## [발췌 본문]

————————

고가용성 Patroni 설정의 안정성과 품질을 보장하는 것은 지속적인 데이터베이스 작업을 유지하고 다운타임을 최소화하는 데 매우 중요합니다.
이 페이지에서는 다양한 장애 시나리오, 복제 일관성, 장애 조치 메커니즘을 다루는 Patroni 클러스터 테스트에 관한 포괄적인 가이드를 제공합니다.
Patroni 설정 테스트
patroni 인스턴스 (alloydb-patroni1, alloydb-patroni2 또는 alloydb-patroni3)에 연결하고 AlloyDB Omni patroni 폴더로 이동합니다.
cd /alloydb/
Patroni 로그를 검사합니다.
docker compose logs alloydbomni-patroni
마지막 항목에는 Patroni 노드에 관한 정보가 반영되어야 합니다. 다음과 비슷한 내용이 표시됩니다.

————————

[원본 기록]

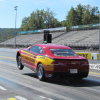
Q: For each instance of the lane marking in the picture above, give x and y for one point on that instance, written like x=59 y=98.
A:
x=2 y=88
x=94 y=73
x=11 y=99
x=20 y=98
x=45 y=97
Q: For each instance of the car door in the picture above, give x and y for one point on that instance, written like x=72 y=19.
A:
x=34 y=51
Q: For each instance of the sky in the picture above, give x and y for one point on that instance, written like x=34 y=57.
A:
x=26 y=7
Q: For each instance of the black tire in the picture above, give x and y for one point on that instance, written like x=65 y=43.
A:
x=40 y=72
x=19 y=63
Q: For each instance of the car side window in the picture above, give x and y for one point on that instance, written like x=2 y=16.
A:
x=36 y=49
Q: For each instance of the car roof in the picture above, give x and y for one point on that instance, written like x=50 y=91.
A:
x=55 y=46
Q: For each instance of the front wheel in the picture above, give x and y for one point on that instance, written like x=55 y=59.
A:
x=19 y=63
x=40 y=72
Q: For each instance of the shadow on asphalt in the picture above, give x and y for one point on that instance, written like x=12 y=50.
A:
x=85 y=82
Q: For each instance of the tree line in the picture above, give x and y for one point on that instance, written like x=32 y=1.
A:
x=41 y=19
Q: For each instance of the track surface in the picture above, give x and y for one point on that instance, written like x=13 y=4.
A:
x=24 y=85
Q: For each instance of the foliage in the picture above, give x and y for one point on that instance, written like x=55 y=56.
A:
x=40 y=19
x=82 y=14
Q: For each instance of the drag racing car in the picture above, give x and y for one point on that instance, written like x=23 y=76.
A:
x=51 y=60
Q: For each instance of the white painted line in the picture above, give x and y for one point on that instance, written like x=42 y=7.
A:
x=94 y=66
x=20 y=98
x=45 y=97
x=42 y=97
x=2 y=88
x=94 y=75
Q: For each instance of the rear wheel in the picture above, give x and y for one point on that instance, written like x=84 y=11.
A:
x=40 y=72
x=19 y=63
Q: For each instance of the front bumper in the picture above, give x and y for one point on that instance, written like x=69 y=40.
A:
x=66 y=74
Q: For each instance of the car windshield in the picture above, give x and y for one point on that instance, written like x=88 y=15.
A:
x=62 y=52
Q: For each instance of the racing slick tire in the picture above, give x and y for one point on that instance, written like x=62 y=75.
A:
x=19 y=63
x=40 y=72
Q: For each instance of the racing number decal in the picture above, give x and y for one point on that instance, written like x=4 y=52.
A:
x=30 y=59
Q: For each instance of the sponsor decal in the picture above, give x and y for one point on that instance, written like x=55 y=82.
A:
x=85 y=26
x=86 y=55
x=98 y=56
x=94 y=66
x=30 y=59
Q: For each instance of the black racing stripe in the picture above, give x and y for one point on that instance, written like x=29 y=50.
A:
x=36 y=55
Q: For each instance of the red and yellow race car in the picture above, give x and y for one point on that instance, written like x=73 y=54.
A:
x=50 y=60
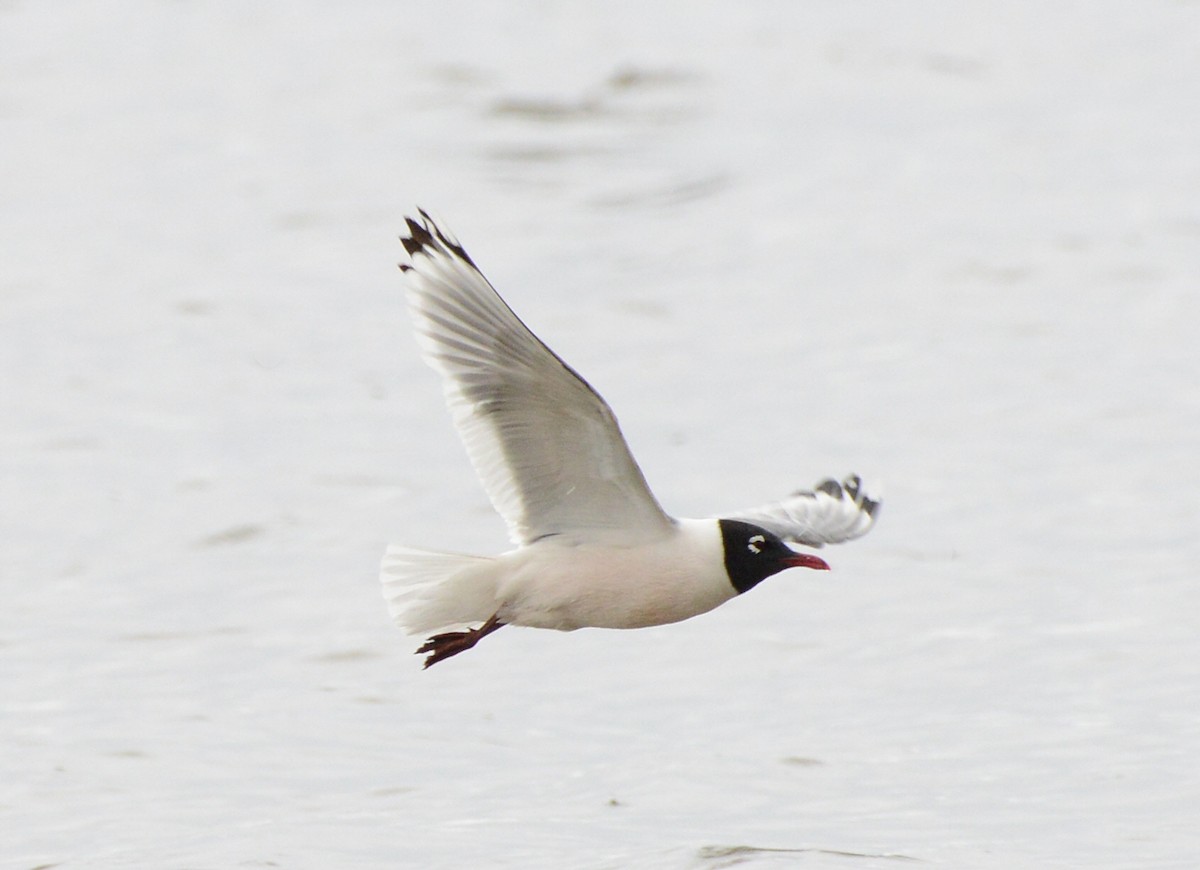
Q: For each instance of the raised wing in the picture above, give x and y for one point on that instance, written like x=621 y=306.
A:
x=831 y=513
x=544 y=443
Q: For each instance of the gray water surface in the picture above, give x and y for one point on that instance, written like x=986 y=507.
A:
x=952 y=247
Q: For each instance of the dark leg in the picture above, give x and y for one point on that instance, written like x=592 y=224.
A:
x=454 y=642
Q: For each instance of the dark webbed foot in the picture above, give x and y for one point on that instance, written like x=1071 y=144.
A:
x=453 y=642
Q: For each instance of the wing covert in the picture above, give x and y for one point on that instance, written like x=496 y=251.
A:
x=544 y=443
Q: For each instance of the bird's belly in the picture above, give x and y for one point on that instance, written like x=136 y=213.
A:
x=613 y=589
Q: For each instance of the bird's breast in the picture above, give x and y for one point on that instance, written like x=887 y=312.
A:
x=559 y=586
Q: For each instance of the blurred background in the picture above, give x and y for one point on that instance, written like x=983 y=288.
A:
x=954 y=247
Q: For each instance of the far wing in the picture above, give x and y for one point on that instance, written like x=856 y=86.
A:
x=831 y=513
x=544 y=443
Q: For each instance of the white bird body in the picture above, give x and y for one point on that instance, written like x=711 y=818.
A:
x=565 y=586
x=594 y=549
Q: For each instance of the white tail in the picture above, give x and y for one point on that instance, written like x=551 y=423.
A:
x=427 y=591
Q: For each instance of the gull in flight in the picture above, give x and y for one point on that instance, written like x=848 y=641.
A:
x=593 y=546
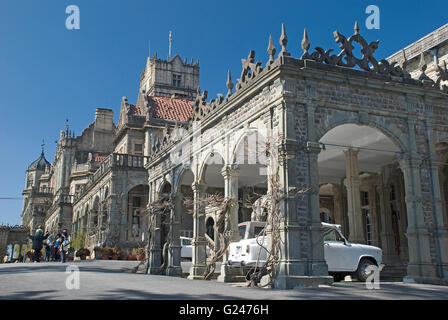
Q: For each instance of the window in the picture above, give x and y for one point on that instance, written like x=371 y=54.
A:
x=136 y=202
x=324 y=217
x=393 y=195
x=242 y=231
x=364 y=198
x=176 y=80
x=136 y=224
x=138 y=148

————————

## [문제 A]
Patroni 테스트 안내문에서 "고가용성 Patroni 설정의"로 시작해 "포괄적인 가이드를 제공합니다."로 끝나는 부분을 한 글자도 바꾸지 말고 옮겨 쓰세요.
## [문제 B]
Patroni 테스트 안내문의 마지막 문장 뒤에 이어질 내용을 써 나가세요.

## [작성 답변 A]
고가용성 Patroni 설정의 안정성과 품질을 보장하는 것은 지속적인 데이터베이스 작업을 유지하고 다운타임을 최소화하는 데 매우 중요합니다.
이 페이지에서는 다양한 장애 시나리오, 복제 일관성, 장애 조치 메커니즘을 다루는 Patroni 클러스터 테스트에 관한 포괄적인 가이드를 제공합니다.

## [작성 답변 B]
alloydbomni-patroni | 2024-06-12 15:10:29,020 INFO: no action. I am (patroni1), the leader with the lock
alloydbomni-patroni | 2024-06-12 15:10:39,010 INFO: no action. I am (patroni1), the leader with the lock
alloydbomni-patroni | 2024-06-12 15:10:49,007 INFO: no action. I am (patroni1), the leader with the lock
기본 Patroni 인스턴스 alloydb-patroni1에 네트워크로 연결되어 있고 Linux를 실행하는 인스턴스에 연결하여 인스턴스에 관한 정보를 가져옵니다. sudo apt-get install jq -y를 실행하여 jq 도구를 설치해야 할 수도 있습니다.
Patroni 노드에서 Patroni HTTP API 엔드포인트를 호출하면 클러스터 상태 정보, 타임라인, WAL 정보, 노드와 클러스터가 올바르게 실행되고 있는지 나타내는 상태 확인 등 Patroni에서 관리하는 특정 PostgreSQL 인스턴스의 상태와 구성에 관한 다양한 세부정보가 표시됩니다.
HAProxy 설정 테스트
브라우저가 있고 HAProxy 노드에 네트워크가 연결된 머신에서 http://haproxy:7000 주소로 이동합니다. 또는 호스트 이름 대신 HAProxy 인스턴스의 외부 IP 주소를 사용할 수 있습니다.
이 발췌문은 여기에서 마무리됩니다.